● **Selection**:
You can find places to book tours to Hạ Long Bay (and many other sites in northern Vietnam) on almost every street corner in Hanoi. Prices and quality vary. Most hotels will also offer to book tours as well, which is the avenue we took. Our friend Shaughnessy, who was staying at a different hotel, decided to book the same tour as us throughout hotel. So, the next morning, he got up with the first honking scooters to trek across town and meet us at our hotel, where the tour bus was coming to fetch us.

It is about a four-hour ride to Hạ Long Bay. The first part is spent navigating the busy streets of Hanoi, and then it’s out to the countryside. However, the same principles of driving in the city apply to the country—our bus driver would eagerly slip in and out of lanes of traffic (one of those lanes being the shoulder of the road) and would often pass vehicles without the slightest concern for the oncoming trucks speeding directly towards us! Having been to enough countries where this is the norm, I didn’t find this part too concerning, but others on the bus were gripping their seats a little tightly!

● **Goals**:
[1] In the Hạ Long Bay account, write out the part that opens with the words containing "It is about" and closes with "a little tightly!", swapping "bus driver" for "driver".
[2] According to the Hạ Long Bay account, how long is the ride to Hạ Long Bay?
[3] Go on with the Hạ Long Bay account from the point where it stops.
The material has no connection to the Hạ Long Bay account.

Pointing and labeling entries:
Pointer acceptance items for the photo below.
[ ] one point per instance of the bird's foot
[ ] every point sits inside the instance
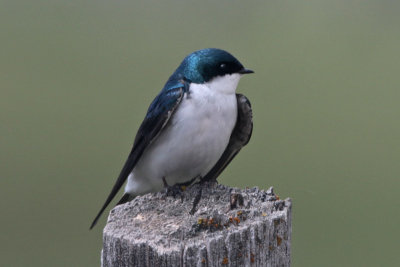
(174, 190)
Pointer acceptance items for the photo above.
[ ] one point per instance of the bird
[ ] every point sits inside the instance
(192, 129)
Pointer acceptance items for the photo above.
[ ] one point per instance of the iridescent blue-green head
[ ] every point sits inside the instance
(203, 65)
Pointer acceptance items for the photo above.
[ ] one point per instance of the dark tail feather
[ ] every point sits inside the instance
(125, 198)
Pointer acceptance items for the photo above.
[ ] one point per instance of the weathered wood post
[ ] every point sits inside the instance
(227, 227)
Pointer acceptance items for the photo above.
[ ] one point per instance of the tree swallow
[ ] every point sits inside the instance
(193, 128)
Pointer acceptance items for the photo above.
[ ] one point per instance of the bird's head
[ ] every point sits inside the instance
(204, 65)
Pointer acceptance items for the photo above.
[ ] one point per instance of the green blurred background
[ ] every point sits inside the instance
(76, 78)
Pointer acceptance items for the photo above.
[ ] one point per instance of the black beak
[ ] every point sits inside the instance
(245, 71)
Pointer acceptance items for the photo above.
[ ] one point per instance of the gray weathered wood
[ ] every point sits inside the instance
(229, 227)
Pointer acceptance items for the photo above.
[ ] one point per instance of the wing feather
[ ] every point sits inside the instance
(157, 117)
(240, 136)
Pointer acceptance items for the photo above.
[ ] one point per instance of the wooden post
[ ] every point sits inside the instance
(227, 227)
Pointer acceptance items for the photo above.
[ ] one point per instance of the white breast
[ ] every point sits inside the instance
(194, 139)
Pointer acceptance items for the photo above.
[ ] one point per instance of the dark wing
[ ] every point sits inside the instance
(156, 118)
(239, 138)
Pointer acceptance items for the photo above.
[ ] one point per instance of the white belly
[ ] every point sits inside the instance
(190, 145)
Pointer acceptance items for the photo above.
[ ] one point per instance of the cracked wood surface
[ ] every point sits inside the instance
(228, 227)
--
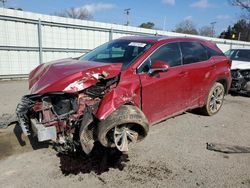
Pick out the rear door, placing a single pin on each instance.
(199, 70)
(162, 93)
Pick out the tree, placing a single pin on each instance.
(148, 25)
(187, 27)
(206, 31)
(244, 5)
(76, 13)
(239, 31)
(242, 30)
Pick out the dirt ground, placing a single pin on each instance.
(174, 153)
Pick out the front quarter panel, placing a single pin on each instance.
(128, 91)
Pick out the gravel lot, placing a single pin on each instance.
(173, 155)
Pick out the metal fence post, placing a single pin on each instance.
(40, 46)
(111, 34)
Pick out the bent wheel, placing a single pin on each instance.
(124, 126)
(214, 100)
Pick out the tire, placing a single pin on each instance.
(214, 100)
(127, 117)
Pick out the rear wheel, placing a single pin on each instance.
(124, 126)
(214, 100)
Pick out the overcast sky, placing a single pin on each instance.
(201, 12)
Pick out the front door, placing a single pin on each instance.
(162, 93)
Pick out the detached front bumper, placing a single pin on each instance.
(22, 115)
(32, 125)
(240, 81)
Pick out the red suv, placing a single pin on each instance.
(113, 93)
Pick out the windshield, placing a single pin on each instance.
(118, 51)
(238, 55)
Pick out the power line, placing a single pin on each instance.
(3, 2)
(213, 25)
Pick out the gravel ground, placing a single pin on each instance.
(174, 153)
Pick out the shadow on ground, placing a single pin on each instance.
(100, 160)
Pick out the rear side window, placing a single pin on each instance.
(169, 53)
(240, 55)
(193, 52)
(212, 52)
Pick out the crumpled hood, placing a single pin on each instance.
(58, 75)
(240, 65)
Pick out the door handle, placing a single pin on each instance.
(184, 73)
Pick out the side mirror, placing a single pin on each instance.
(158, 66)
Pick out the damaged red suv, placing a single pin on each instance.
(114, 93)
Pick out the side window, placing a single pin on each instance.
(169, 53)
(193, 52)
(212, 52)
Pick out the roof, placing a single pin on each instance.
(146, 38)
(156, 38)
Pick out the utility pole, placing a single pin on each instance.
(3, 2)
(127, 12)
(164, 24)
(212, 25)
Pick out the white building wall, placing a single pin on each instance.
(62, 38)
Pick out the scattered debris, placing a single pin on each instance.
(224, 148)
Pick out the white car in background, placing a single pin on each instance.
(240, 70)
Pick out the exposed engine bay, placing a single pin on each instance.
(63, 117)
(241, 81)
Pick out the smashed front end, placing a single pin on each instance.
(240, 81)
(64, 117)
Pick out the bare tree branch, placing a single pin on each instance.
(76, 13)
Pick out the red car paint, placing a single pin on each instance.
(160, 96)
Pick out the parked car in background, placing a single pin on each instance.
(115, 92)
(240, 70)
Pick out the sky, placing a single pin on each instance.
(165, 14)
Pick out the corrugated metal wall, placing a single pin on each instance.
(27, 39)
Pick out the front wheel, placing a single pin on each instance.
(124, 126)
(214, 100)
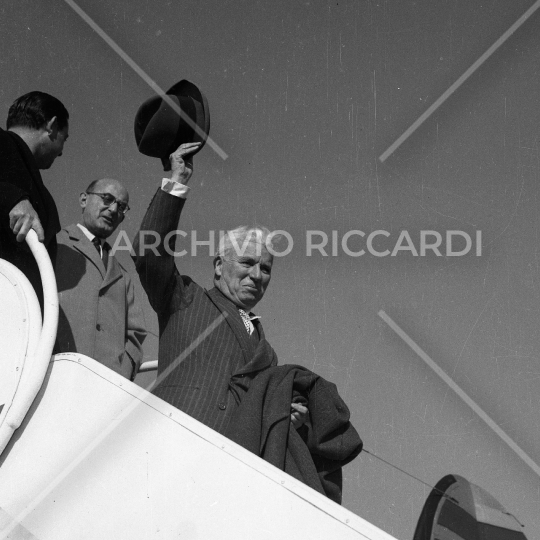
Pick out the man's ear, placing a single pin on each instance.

● **Answers**:
[1]
It is about a four-hour ride to Hạ Long Bay. The first part is spent navigating the busy streets of Hanoi, and then it’s out to the countryside. However, the same principles of driving in the city apply to the country—our driver would eagerly slip in and out of lanes of traffic (one of those lanes being the shoulder of the road) and would often pass vehicles without the slightest concern for the oncoming trucks speeding directly towards us! Having been to enough countries where this is the norm, I didn’t find this part too concerning, but others on the bus were gripping their seats a little tightly!

[2] About four hours.

[3]
Our guide was named Viet An, but recommended we just call him “Andy” as foreigners usually bungled the pronunciation of his name. Along the way, he told us a few stories about Hanoi and gave us some advice about crossing the street. According to Andy, the smallest is always right on the streets of Hanoi; scooter beats car, and pedestrian beats scooter. The pedestrian is always right and scooters and cars will do everything to avoid hitting them. Not exactly our experience in Hanoi!

Speaking of scooters, we saw a lot of them on the arteries leading in and out of Hanoi, and many of them seated entire families. I noticed a bit of a system in terms of how the family is ordered:

  • If only a mother and child, the child goes in the front.
  • If mother and two children, the order is mother, smallest child, oldest child.
  • If entire family, the order is smallest child, father, next child, mother.

I saw a few variations on the above, but this seemed to be the main approach. What was even more fascinating was the number of riders who were sitting behind the driver of the scooter, completely asleep. The way the scooters swerve in and out of traffic . . . I thought for sure someone would fall enough. But, of course, they didn’t. What seems completely mind-boggling to the Western mind is just a way of life here.

Our journey to Hạ Long Bay included the obligatory half-hour stop at a giant tourist mall. We didn’t really care much to buy anything (well, except Marcie), but it was good to stretch our legs after being on the cramped bus for an hour and a half.

Eventually, we arrived at our destination. Despite it being low season, there were countless buses unloading at the piers, and swarms of tourists clamouring to get on their boats.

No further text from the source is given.